What to produce
From the entries below, copy exactly the lines from the one that contains "box: [331, 275, 473, 522]" through the one that contains "305L451 277L414 278L402", both included, and only those.

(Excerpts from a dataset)
********************

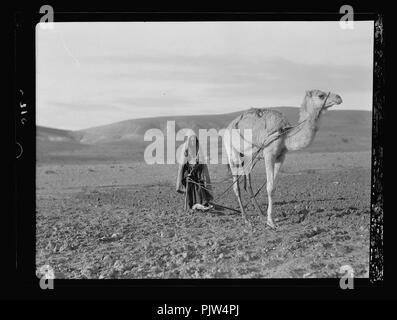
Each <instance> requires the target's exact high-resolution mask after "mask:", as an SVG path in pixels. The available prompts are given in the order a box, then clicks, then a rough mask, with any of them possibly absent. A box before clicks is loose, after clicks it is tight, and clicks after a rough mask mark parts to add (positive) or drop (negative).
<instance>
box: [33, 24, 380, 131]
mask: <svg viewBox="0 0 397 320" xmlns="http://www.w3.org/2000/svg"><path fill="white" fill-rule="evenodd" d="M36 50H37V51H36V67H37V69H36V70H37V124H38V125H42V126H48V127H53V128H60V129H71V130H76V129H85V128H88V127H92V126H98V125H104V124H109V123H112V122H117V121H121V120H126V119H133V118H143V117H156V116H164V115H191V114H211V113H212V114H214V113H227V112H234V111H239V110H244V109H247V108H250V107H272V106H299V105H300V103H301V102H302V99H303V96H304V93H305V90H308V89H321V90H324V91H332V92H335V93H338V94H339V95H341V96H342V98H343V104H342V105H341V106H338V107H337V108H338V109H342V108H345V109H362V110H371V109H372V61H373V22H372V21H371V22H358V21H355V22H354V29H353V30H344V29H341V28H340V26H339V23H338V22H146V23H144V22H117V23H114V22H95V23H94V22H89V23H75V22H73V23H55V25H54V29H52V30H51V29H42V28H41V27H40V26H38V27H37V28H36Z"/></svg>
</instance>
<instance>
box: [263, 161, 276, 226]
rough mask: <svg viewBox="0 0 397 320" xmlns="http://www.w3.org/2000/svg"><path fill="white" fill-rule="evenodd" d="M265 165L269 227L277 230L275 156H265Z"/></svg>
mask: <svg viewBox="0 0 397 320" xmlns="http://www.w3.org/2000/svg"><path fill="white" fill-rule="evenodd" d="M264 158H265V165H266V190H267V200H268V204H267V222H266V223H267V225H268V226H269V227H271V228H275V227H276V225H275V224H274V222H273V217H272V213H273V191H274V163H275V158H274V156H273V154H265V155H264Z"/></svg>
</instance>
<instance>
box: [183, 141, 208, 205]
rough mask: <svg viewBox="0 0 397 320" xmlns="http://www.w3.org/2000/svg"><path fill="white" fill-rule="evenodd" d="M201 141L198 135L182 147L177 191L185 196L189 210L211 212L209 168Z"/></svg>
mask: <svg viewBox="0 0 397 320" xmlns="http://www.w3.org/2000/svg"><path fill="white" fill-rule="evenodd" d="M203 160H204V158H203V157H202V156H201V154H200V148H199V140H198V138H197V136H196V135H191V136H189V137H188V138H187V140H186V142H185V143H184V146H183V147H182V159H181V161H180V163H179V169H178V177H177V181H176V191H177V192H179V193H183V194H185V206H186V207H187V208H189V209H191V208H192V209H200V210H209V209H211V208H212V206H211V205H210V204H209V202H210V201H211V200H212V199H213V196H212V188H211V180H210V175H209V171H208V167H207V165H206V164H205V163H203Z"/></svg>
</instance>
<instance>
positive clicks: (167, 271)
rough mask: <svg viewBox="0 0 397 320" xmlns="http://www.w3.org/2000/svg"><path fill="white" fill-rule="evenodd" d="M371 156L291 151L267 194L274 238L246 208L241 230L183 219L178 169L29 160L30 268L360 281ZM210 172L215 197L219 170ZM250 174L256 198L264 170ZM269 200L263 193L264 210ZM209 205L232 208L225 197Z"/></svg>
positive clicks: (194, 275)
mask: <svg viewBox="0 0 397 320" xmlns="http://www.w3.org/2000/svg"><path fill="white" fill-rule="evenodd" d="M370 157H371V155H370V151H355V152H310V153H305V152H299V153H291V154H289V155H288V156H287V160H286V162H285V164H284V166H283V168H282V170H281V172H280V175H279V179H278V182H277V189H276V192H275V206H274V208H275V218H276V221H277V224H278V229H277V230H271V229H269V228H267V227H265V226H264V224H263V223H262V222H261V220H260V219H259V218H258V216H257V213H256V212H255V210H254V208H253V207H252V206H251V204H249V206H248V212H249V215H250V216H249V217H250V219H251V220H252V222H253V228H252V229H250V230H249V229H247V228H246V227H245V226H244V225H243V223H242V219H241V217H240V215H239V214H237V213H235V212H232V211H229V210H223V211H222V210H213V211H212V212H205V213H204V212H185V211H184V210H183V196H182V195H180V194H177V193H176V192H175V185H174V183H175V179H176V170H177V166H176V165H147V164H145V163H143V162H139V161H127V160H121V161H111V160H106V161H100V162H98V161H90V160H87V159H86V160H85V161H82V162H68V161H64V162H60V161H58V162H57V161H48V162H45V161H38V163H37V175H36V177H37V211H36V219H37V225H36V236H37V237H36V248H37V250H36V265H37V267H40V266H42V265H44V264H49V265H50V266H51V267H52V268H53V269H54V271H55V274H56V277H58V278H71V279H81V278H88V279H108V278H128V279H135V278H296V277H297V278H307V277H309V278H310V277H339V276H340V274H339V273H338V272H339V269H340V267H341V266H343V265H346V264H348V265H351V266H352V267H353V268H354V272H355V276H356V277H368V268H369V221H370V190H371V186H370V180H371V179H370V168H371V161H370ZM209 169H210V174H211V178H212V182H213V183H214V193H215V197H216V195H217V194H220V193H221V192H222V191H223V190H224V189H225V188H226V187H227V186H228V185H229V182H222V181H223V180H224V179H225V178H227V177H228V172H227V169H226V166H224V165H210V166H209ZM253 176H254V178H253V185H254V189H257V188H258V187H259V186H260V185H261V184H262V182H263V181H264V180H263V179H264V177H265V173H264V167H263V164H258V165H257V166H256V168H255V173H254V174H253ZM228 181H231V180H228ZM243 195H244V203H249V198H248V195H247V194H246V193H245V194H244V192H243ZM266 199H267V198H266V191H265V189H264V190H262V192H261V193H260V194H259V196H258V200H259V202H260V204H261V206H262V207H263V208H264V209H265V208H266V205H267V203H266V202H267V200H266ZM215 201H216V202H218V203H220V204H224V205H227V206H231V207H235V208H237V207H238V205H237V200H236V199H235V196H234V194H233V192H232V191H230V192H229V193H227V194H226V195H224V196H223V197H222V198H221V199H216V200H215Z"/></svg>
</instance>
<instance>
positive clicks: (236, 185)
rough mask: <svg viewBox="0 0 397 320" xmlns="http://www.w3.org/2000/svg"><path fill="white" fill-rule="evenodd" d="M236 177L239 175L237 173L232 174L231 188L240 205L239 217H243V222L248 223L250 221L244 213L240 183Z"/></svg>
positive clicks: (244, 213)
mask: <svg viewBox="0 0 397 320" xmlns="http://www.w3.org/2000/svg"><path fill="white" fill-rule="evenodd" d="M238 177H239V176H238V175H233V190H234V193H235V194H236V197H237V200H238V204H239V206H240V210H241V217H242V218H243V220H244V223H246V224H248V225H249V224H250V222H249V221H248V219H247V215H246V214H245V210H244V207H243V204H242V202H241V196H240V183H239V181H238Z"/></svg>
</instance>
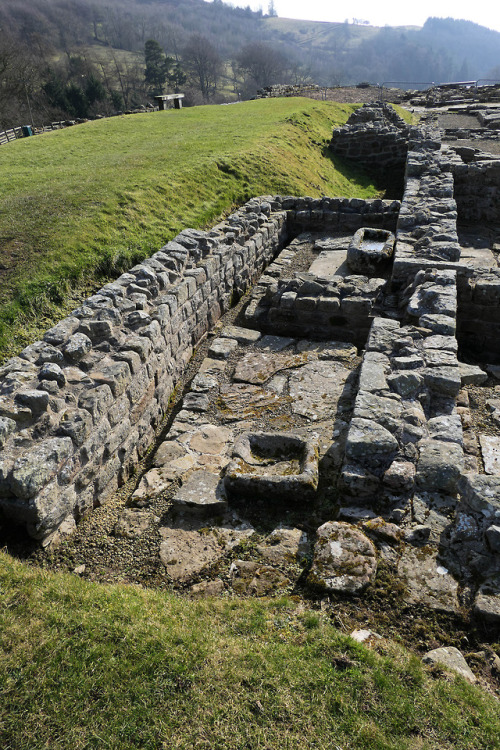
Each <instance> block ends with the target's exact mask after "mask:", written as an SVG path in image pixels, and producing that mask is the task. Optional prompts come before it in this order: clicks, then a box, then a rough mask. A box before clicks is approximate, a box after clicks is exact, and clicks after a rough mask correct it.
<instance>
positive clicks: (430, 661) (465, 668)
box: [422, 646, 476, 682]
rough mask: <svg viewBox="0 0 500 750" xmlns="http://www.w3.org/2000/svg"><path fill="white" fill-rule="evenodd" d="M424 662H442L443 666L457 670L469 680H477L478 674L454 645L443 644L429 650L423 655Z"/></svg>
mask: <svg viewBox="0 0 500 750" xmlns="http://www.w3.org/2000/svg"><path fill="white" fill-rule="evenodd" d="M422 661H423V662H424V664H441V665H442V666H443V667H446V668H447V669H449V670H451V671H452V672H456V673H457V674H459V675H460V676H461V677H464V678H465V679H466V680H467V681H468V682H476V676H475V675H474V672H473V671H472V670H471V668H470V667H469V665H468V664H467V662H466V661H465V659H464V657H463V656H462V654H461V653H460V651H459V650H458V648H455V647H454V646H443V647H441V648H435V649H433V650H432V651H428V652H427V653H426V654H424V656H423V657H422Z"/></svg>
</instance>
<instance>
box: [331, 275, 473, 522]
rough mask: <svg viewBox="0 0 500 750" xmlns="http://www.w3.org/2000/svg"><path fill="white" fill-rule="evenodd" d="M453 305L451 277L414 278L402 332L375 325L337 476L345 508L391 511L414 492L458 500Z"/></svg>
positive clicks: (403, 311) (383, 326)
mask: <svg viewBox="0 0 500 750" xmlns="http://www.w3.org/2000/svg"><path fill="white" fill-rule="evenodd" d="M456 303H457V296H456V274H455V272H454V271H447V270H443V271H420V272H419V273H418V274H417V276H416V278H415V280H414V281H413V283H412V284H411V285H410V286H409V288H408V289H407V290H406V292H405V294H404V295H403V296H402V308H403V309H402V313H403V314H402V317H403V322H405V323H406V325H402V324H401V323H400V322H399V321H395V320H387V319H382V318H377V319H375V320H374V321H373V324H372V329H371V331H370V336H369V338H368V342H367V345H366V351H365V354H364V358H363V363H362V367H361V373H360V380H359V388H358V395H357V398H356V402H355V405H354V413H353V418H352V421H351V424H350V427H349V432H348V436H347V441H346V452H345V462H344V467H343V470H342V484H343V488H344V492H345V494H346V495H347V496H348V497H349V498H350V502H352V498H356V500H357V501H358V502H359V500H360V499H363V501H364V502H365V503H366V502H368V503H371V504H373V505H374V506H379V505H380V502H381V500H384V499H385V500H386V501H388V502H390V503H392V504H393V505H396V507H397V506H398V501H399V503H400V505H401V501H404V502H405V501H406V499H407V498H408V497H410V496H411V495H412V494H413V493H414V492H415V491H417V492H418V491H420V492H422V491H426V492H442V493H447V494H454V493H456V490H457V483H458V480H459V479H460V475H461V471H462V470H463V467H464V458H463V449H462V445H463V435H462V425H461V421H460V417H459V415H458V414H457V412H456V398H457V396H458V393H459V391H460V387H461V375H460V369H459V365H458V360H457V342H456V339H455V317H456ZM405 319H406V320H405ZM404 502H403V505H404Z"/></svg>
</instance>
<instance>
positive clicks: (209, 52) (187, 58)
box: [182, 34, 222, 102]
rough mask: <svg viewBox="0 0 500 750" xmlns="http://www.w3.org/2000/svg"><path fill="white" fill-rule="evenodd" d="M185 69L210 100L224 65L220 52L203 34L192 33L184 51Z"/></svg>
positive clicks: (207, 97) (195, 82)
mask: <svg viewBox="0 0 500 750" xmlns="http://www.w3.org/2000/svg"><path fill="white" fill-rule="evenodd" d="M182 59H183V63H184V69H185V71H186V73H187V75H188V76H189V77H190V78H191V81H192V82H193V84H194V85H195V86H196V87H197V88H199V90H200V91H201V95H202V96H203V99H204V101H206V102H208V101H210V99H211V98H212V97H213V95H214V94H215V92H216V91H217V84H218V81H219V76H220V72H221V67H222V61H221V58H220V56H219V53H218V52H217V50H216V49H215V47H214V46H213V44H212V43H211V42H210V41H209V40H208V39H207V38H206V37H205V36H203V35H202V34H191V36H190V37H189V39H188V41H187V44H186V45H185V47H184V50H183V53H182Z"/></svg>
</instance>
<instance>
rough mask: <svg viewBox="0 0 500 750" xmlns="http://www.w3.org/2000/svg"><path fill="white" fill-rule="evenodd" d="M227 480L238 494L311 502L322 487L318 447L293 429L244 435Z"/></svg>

********************

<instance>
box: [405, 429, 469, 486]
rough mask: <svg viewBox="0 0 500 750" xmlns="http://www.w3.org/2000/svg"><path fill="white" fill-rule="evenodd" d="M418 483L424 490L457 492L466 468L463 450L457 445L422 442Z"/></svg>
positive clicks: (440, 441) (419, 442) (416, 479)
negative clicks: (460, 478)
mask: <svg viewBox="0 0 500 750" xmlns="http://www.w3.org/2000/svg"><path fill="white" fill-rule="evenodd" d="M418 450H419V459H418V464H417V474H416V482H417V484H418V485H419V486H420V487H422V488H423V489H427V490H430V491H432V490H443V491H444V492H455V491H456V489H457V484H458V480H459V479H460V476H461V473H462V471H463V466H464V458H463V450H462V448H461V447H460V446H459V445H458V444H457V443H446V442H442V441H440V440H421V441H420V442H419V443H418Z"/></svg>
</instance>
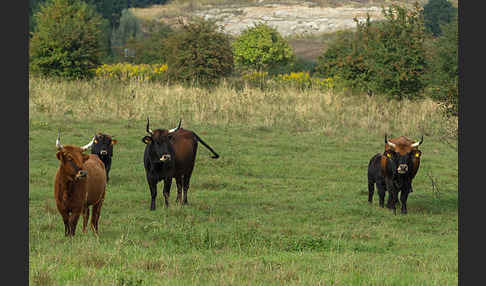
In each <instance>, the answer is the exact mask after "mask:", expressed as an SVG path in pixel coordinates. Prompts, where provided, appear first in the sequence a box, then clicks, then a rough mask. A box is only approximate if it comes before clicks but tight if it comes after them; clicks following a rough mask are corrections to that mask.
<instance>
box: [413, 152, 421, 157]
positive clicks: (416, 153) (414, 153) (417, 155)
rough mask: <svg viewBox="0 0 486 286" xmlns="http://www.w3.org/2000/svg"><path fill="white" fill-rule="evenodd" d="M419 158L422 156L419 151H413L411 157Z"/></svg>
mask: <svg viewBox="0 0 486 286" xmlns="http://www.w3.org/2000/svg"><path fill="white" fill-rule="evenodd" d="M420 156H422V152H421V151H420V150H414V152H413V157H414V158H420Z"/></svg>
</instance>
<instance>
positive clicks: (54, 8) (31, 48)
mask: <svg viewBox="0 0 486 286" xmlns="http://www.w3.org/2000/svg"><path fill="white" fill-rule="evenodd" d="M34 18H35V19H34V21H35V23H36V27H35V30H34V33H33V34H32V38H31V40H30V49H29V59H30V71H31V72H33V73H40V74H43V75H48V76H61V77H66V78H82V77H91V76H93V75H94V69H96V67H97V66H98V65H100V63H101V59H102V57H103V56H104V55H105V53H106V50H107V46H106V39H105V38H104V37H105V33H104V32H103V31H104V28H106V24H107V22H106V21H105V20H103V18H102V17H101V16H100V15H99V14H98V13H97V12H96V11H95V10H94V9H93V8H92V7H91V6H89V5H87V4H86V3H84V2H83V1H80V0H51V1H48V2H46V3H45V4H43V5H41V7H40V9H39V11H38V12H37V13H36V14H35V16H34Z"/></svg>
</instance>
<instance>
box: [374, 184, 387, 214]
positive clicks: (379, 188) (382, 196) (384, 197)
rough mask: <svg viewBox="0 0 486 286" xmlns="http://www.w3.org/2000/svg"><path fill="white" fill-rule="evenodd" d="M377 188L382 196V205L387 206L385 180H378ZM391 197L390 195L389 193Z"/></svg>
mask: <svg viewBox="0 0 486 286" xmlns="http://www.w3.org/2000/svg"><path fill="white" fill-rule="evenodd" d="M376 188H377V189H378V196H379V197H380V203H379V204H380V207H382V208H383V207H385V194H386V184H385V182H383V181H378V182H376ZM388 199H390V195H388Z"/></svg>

********************

Final answer
box: [331, 275, 473, 522]
rough mask: <svg viewBox="0 0 500 750" xmlns="http://www.w3.org/2000/svg"><path fill="white" fill-rule="evenodd" d="M453 305L451 277L414 278L402 332L375 325L337 476L345 508L391 511L414 492L458 500Z"/></svg>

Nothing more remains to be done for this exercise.